____ Article

The architecture of YARN is shown in the following diagram. The architecture consists of multiple components such as Resource Management, Node Management, Containers, and Application Master. These components work together to implement the YARN architecture. At the core of YARN, you will find the Resource Manager and Node Manager. These two components are responsible for scheduling and managing Hadoop jobs on the cluster. The Node Manager is responsible for allocating tasks to data nodes in the cluster. The Node Manager will decide which nodes will run the tasks, based on the hardware specifications of each node. The Node Manager will receive task requests from the Resource Manager. The Node Manager will then distribute the tasks to the nodes across the cluster.
In this Apache Hadoop Yarn tutorial, we’ll go over the Yarn architecture and nodes, as well as how to set up a Yarn cluster. You’ll learn about Yarn’s capabilities, its characteristics, and its high-availability modes in this tutorial.
What is YARN Architecture?
YARN can be thought of as analogous to an operating system for a cluster. A cluster is a set of loosely or tightly connected computers that work together to be viewed as a single system. The cluster represents the collection of resources, such as compute, memory, disk-space, and network bandwidth, that YARN must arbitrate among jobs that run on the cluster. Similar to how an operating system presides over the machine’s resources and distributes them among competing processes, YARN allocates cluster resources among competing jobs.
Hadoop YARN Architecture and Component
YARN stands for Yet Another Resource Negotiator. It has two major responsibilities:
- Management of cluster resources such as compute, network, and memory
- Scheduling and monitoring of jobs
YARN achieves these goals through two long-running daemons:
- Resource Manager
- Node Manager
The two components work in a master-slave relationship, where the Resource Manager(RM) is the master and the Node Managers the slave. A single Resource Manager runs in the cluster with one Node Manager per machine. Together, these two components make up the data-computation framework. Let’s discuss the resource manager first.
The Resource Manager is described in the official documentation as the ultimate authority that arbitrates resources among all the applications in the system. The resource manager consists of two parts:
- Applications Manager: is responsible for accepting job submissions and starting a container for an entity called the ApplicationMaster. It also restarts the ApplicationMaster container if the container fails. We’ll discuss the details around the ApplicationMaster shortly.

________
____ Record excerpts

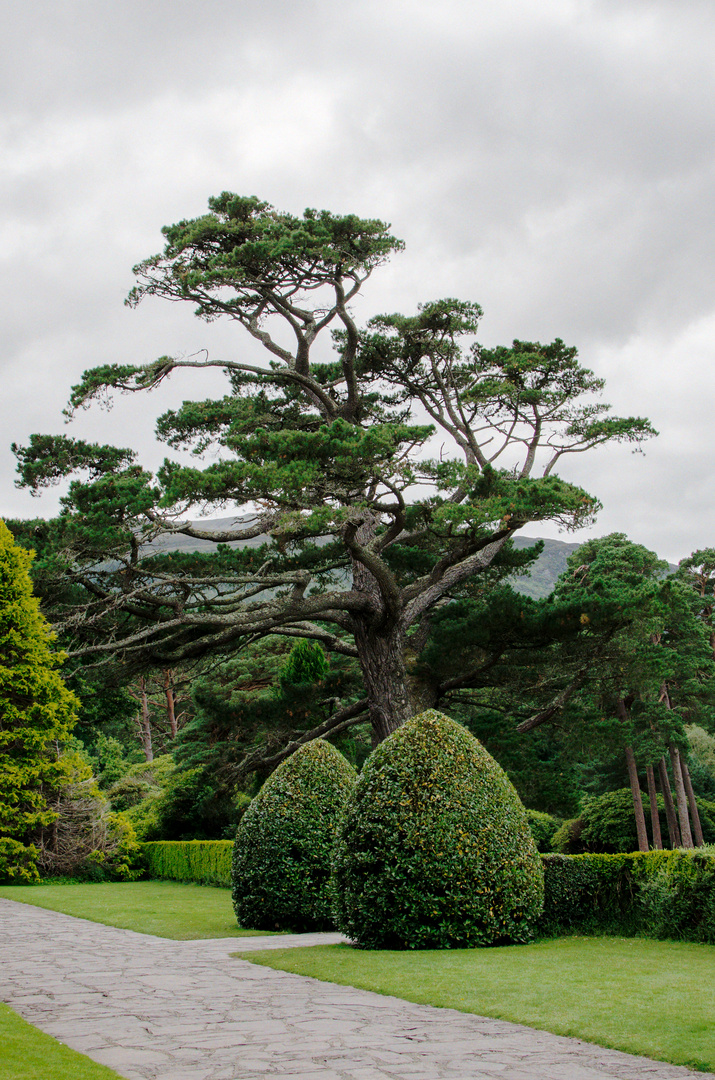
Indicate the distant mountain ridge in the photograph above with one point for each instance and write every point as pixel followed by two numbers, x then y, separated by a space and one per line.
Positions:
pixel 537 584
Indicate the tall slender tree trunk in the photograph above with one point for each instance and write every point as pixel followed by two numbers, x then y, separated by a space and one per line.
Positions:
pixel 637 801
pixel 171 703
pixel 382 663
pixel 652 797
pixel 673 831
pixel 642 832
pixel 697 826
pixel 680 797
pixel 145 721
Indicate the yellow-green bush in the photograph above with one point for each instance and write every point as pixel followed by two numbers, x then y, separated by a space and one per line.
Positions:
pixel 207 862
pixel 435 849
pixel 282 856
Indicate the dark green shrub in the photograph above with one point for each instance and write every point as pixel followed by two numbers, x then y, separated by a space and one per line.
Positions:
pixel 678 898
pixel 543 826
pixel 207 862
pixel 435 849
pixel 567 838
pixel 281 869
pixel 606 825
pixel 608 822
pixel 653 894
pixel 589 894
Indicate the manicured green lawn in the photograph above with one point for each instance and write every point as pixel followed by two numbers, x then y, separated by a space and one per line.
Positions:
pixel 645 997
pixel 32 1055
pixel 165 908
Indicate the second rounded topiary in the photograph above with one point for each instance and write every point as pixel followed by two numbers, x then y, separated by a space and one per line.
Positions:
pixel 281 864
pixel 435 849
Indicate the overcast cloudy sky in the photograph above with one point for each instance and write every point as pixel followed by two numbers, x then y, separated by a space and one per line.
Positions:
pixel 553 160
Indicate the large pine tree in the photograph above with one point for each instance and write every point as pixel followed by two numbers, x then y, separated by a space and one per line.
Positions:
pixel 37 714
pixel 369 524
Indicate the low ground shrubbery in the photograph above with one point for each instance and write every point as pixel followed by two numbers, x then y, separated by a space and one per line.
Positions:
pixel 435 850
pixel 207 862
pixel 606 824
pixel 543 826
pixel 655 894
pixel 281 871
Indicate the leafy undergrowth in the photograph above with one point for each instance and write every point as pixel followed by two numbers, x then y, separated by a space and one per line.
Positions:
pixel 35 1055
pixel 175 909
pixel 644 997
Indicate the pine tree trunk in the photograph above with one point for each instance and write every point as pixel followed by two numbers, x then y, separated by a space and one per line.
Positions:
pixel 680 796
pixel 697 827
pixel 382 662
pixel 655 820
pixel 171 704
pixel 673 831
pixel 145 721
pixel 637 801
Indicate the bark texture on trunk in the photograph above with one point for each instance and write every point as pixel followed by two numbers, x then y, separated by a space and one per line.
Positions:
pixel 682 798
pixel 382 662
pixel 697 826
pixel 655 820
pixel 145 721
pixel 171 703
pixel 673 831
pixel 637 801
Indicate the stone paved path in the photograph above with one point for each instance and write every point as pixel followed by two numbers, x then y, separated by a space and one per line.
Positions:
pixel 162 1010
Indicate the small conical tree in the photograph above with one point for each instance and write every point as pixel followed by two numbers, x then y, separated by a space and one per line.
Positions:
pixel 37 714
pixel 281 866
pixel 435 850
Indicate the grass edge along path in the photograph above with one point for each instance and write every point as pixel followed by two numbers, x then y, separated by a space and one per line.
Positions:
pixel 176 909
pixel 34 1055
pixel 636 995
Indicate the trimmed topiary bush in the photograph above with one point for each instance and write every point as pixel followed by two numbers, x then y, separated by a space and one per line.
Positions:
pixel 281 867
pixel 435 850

________

__What the task asks__
According to the YARN tutorial, what does the name YARN stand for?

__Solved exercise__
Yet Another Resource Negotiator.